Gula Melimpah, Harga Naik ?

Gambar-Katun-Harakah-Gula-naikPertengahan Juni ini Pabrik Gula (PG) harus berani mengeluarkan produknya, walau akan bersaing dengan gula impor yang lebih murah. Pada saat bersamaan PG juga masih harus tetap melaksanakan musim giling menghasilkan gula. Sehingga gula dalam negeri bertambah banyak tersimpan gudang PG. Ironisnya, pemerintah terus membuka keran impor. Anehnya, harga gula tetap merambat naik menjelang bulan puasa dan persiapan Idul Fitri.

——————————

__SOAL LATIHAN__.
**1.** Tuliskan semua kata dalam kutipan tentang gula yang berakhiran "-nya".
**2.** Lanjutkan kutipan tentang gula mulai dari sesudah kalimat terakhirnya.

__DATA HASIL EKSTRAKSI__.
——————————

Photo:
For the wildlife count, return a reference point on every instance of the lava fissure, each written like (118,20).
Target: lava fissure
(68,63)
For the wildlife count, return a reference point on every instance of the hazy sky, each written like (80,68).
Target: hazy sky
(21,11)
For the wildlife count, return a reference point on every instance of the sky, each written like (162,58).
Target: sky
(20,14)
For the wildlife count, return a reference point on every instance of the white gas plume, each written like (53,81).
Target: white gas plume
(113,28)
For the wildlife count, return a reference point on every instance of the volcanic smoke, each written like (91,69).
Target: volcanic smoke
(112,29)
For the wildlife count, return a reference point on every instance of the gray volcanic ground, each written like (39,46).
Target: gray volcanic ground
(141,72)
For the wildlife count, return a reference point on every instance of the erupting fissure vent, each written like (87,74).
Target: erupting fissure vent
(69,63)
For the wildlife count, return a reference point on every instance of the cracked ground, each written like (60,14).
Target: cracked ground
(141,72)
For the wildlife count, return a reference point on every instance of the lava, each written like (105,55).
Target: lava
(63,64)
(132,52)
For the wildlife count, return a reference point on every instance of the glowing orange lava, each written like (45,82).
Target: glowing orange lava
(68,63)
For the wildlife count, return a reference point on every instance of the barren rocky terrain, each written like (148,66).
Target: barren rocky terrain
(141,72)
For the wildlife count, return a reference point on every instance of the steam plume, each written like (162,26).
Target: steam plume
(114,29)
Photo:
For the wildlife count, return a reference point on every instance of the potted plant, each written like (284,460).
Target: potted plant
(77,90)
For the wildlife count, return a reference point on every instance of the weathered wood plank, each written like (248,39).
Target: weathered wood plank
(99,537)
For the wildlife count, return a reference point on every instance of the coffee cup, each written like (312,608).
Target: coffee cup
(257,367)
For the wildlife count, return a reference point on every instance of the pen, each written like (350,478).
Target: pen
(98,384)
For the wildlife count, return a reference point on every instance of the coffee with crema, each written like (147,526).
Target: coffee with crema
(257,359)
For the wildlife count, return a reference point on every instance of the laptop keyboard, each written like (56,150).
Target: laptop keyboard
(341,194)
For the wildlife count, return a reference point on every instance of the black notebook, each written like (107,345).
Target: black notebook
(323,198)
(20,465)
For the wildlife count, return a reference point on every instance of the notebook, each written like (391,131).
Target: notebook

——————————

__JAWABAN__.
**1.** produknya, Ironisnya, Anehnya

**2.**
Hingga kini (di PTPN XI saja) masih terdapat sekitar 101 ribu ton lebih gula tersimpan di berbagai gudang di Jawa Timur. Itu hasil giling PG tahun 2013 lalu. Sebanyak 1.722 ton gula milik petani. Selebihnya, 66.521 ton milik pedagang, serta hampir 33 ribu ton milik PTPN XI. Secara nasional sampai bulan April 2014 (menjelang musim giling 2014) masih terdapat 800 ribu ton gula tersimpan di PG. Sedangkan serapan pasar hanya sekitar 100 ribu ton per-bulan.
Padahal sejak awal bulan Mei sudah dimulai pesta rakyat dengan bazar dan pasar lengkap. Daerah yang berada di sekitar pabrik gula (PG) sedang melaksanakan tradisi, pasca-tebang tebu. Walau sebenarnya harga tebu tidaklah “semanis” yang di-impikan. Petani tebu kelimpungan, karena biaya tanam lebih mahal dibanding hasil jual tebu ke pabrik gula (PG). Bahkan PG tak berani mengeluarkan hasil gulanya, karena kalah bersaing dengan gula impor.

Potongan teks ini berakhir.